§ What the task requires
Nothing may be changed. Give the entries below again exactly.
═══ Data for analysis ═══
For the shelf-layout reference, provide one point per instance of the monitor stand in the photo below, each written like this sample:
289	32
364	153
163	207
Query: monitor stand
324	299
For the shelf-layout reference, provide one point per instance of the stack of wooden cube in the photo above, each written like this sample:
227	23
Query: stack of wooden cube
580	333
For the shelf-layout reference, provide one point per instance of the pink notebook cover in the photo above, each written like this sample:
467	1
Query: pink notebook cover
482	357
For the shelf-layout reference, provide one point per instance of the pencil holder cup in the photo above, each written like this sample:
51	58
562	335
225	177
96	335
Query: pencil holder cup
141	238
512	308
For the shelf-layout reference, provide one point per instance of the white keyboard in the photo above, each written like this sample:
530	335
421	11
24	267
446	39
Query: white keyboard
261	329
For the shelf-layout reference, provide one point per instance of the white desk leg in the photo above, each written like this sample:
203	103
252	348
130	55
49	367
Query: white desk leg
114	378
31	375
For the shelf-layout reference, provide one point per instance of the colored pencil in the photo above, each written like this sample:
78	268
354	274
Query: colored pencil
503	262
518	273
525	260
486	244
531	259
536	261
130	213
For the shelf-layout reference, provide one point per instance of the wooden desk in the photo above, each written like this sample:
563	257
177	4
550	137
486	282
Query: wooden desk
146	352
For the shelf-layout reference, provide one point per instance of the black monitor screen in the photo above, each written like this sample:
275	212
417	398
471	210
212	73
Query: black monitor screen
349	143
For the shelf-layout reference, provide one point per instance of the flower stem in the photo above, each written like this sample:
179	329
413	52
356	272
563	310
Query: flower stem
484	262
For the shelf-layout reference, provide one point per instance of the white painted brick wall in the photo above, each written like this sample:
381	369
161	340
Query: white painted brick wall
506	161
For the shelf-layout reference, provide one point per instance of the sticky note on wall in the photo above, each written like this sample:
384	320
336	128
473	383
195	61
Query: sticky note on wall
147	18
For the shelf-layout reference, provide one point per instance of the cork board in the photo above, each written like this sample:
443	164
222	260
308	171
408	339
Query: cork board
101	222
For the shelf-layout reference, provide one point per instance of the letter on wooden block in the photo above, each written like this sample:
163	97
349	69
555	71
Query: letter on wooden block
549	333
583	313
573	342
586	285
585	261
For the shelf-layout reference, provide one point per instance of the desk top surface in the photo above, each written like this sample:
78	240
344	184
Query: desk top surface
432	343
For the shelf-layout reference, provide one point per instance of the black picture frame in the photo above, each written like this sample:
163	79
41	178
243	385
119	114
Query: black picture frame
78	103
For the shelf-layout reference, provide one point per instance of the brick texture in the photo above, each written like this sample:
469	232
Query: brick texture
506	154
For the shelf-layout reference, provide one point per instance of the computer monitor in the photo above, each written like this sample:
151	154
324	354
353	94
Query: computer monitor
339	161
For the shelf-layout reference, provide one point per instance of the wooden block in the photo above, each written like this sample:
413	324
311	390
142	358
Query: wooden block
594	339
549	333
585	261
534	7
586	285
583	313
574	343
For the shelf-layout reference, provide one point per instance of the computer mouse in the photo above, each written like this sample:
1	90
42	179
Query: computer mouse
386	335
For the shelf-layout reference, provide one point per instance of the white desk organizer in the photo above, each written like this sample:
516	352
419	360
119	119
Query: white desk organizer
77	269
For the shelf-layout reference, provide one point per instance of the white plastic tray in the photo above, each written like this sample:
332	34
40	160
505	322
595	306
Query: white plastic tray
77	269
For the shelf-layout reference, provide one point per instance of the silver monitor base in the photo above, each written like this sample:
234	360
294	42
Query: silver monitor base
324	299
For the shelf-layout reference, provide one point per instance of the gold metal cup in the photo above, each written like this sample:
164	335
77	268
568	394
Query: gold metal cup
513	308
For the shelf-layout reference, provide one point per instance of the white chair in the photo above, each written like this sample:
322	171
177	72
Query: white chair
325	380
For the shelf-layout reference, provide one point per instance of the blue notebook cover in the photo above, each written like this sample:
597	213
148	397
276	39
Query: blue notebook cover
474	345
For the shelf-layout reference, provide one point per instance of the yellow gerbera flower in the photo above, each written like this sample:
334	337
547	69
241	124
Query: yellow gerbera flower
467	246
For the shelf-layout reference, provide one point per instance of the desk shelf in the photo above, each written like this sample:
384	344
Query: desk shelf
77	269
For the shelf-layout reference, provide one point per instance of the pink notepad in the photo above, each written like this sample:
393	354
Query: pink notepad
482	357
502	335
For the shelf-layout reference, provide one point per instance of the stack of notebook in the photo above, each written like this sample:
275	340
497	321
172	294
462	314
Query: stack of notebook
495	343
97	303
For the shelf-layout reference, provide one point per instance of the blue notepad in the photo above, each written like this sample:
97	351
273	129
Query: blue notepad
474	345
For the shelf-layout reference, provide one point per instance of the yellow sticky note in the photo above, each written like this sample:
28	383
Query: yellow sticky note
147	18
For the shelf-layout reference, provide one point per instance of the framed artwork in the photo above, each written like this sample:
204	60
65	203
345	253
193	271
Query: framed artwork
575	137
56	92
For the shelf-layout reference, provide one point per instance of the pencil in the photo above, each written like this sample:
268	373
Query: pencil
═══
§ Response area
For the shelf-layout reference, provide one point per instance of the monitor stand in the photo below, each written like this sample:
289	32
364	153
163	207
Query: monitor stand
324	299
For the shelf-layout reference, provide one point per instance of the stack of wooden cube in the photo above, each written like this sample:
227	23
Query: stack of wooden cube
580	333
For the shelf-layout reference, provide one point per instance of the pink notebook cover in the photo above, each written like this sample:
467	1
Query: pink notebook cover
482	357
For the shelf-layout reference, provide one point per instance of the pencil holder cup in the photo above, each written like this sample:
51	58
562	335
225	177
96	335
Query: pencil holder cup
141	238
512	308
For the shelf-layout reference, provide one point per instance of the white keyboard in the photo above, each written like this sample:
530	335
421	11
24	267
446	39
Query: white keyboard
261	329
For the shelf-layout reference, provide one point per instance of the white desk leg in the photo above, each written like this sample:
203	103
252	348
130	55
49	367
Query: white desk leg
114	378
31	375
For the shelf-layout reference, provide one point per instance of the colored pencil in the photo above, each written like this sample:
78	268
354	274
Query: colored pencil
503	262
518	273
525	260
486	244
531	259
536	261
130	213
For the shelf-layout reference, provide one point per instance of the wooden desk in the photo above, each written like this sample:
563	257
177	4
550	137
486	282
Query: wooden desk
146	352
For the shelf-layout reference, provide one point per instance of the black monitor screen in the photo above, each written like this sample:
275	212
417	398
471	210
212	73
Query: black monitor screen
349	143
For the shelf-layout reference, provide one point per instance of the flower stem in the photo above, each written like this sample:
179	329
413	52
356	272
563	310
Query: flower stem
484	262
For the shelf-layout reference, provide one point per instance of the white painted brick wall in the photo above, each written like this sample:
381	369
161	340
Query: white painted brick wall
506	161
For the shelf-layout reference, provide one point per instance of the sticky note on wall in the photo above, each written like this sample:
384	320
336	128
473	383
195	61
Query: sticky note on wall
147	18
For the shelf-layout reference, provide one point per instance of the cork board in the photo above, each written like this sample:
443	164
222	260
308	171
408	339
Query: cork board
101	222
For the shelf-layout reference, provide one point per instance of the letter on wooden block in the photo above, each written like this sample:
163	97
349	69
555	71
Query: letter on wooden block
549	333
583	313
573	342
586	285
585	261
For the shelf-layout reference, provide one point per instance of the desk top surface in the photo above, each written like this sample:
78	240
344	184
Query: desk top surface
432	343
For the shelf-layout reference, provide one point per instance of the black picture frame in the photo above, each written like this sample:
163	79
41	178
243	385
119	114
Query: black picture frame
78	103
For the shelf-layout reference, provide one point per instance of the brick texture in the photo above, each written like this sample:
469	232
Query: brick texture
506	154
For the shelf-layout reference, provide one point per instance of the computer monitor in the photo above, each written like this sample:
151	154
324	354
353	94
Query: computer monitor
339	161
For the shelf-layout reference, provide one point per instance of the wooden block in the photo above, each written like this sample:
413	324
311	390
142	358
Query: wooden block
594	339
549	333
585	261
534	7
586	285
583	313
574	343
For the shelf-layout reference, provide one point per instance of the computer mouse in the photo above, each written like this sample:
1	90
42	179
Query: computer mouse
386	335
For the shelf-layout reference, provide one point per instance of the white desk organizer in the photo above, each written like this sample:
516	352
419	360
119	119
Query: white desk organizer
77	269
For the shelf-layout reference, provide one point per instance of the white plastic tray in the photo above, each written like this sample:
332	34
40	160
505	322
595	306
Query: white plastic tray
77	269
For the shelf-layout reference, provide one point per instance of the silver monitor base in the photo above, each written like this sample:
234	360
294	42
Query: silver monitor base
324	299
For the shelf-layout reference, provide one point per instance of the gold metal cup in the photo above, each written like this sample:
164	335
77	268
568	394
Query: gold metal cup
513	308
For the shelf-layout reference, provide one point per instance of the white chair in the photo above, each written like this sample:
322	171
177	72
Query: white chair
325	380
For the shelf-layout reference, provide one point per instance of the blue notebook cover in the photo above, each written like this sample:
597	213
148	397
276	39
Query: blue notebook cover
474	345
For the shelf-layout reference, provide one point per instance of the yellow gerbera flower in the photo above, each written like this sample:
334	337
547	69
241	124
Query: yellow gerbera flower
467	246
For the shelf-layout reference, provide one point per instance of the desk shelf in the photo above, each written like this sample:
384	344
Query: desk shelf
77	269
For the shelf-layout reference, provide one point per instance of the pink notepad in the photo above, each written like this sample:
393	354
Query: pink notepad
482	357
502	335
For the shelf-layout reference, provide one point per instance of the stack of notebook in the photo above, each written like this sample:
275	340
497	321
172	294
462	314
Query: stack of notebook
495	343
97	303
For the shelf-layout reference, provide one point per instance of the blue notepad in the photo above, each written like this sample:
97	351
273	129
Query: blue notepad
474	345
For the shelf-layout reference, provide one point per instance of the yellow sticky note in the photo above, each written like this sample:
28	383
Query: yellow sticky note
147	18
For the shelf-layout reference, provide one point per instance of the framed artwork in the photo above, each written like this sample:
204	60
65	203
345	253
193	271
Query: framed artwork
575	137
56	92
For the shelf-layout reference, provide one point per instance of the pencil in the photo above, each written like this sample:
268	373
Query: pencil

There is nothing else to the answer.